**Selected passage:**
[I18n-sig] Re: [Python-Dev] Unicode debate

Just van Rossum just@letterror.com
Fri, 5 May 2000 10:25:37 +0100


At 11:02 PM +0200 04-05-2000, Fredrik Lundh wrote:
>Henry S. Thompson <ht@cogsci.ed.ac.uk> wrote:
>> I think I hear a moderate consensus developing that the 'ASCII
>> proposal' is a reasonable compromise given the time constraints.
>
>agreed.

This makes no sense: implementing the 7-bit proposal takes the more or less
the same time as implementing 8-bit downcasting. Or is it just the
bickering that's too time consuming? ;-)

I worry that if the current implementation goes into 1.6 more or less as it
is now there's no way we can ever go back (before P3K). Or will Unicode
support be marked "experimental" in 1.6? This is not so much about the
7-bit/8-bit proposal but about the dubious unicode() and unichr() functions
and the u"" notation:

- unicode() only takes strings, so is effectively a method of the string type.
- if narrow and wide strings are meant to be as similar as possible,
chr(256) should just return a wide char
- similarly, why is the u"" notation at all needed?

The current design is more complex than needed, and still offers plenty of
surprises. Making it simpler (without integrating the two string types) is
not a huge effort. Seeing the wide string type as independent of Unicode
takes no physical effort at all, as it's just in our heads.

Fixing str() so it can return wide strings might be harder, and can wait
until later. Would be too bad, though.

Just

**What is asked:** Which Python functions does the Unicode debate post mention by name?

**Material supplied:**
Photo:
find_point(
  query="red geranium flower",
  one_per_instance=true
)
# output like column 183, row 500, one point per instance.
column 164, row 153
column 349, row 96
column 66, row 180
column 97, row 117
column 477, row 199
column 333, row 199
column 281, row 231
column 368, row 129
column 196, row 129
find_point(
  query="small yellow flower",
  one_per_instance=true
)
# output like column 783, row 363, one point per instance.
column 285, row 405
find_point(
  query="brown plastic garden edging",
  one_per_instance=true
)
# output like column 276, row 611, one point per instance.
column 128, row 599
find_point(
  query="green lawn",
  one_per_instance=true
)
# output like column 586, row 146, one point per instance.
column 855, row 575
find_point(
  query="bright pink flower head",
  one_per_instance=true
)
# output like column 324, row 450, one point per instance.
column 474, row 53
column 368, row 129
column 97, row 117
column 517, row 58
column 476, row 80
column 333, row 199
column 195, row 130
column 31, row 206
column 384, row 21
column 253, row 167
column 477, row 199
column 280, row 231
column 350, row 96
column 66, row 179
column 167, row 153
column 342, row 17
...
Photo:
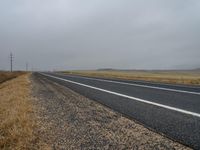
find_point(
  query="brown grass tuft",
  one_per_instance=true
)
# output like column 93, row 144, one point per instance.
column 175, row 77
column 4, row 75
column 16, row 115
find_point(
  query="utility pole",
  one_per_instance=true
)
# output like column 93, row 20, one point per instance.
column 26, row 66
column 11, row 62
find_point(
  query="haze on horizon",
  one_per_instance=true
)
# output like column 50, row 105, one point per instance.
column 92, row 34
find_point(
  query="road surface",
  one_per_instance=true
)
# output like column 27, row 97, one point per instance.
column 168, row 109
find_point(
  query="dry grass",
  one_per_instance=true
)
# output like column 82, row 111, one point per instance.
---
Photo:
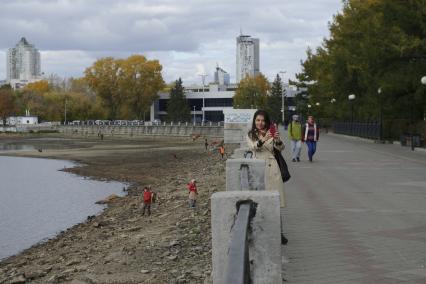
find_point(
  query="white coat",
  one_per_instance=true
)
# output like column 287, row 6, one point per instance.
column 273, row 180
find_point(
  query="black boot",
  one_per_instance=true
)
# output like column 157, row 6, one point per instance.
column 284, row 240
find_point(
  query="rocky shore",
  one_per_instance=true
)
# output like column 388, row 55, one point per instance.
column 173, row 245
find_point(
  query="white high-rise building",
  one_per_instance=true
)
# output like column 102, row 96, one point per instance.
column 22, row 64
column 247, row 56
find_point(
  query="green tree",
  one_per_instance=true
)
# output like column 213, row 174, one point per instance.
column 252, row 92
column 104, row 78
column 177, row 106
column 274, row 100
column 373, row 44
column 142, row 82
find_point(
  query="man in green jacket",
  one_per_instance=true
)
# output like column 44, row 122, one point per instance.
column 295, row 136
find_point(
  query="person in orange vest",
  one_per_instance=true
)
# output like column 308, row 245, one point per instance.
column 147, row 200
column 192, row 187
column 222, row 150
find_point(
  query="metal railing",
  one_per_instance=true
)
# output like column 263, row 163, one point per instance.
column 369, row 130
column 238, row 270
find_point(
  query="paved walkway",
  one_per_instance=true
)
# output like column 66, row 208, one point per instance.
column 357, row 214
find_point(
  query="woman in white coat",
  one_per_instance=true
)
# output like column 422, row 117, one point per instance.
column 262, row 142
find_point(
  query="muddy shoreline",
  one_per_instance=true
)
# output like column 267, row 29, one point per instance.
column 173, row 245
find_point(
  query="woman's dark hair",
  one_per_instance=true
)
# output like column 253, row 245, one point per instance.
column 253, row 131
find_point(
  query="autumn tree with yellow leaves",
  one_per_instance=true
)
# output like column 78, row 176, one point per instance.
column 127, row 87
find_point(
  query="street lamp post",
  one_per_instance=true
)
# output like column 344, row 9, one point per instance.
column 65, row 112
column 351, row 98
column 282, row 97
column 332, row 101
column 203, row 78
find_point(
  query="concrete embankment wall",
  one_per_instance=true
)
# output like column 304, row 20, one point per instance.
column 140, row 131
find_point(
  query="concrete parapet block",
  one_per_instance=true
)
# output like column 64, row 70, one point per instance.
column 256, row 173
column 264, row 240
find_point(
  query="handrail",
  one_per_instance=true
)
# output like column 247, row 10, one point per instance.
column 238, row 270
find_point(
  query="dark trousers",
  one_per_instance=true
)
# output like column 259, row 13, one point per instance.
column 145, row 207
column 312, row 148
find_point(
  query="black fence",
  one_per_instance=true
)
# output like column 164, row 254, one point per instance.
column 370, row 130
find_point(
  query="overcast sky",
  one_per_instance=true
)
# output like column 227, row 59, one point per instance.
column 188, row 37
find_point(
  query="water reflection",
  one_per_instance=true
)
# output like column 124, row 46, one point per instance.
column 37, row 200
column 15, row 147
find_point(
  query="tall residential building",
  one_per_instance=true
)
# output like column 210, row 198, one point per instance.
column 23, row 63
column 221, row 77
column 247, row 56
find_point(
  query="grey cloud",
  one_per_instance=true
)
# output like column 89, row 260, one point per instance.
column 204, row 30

**Exercise solution:** unicode(), unichr(), chr(), str()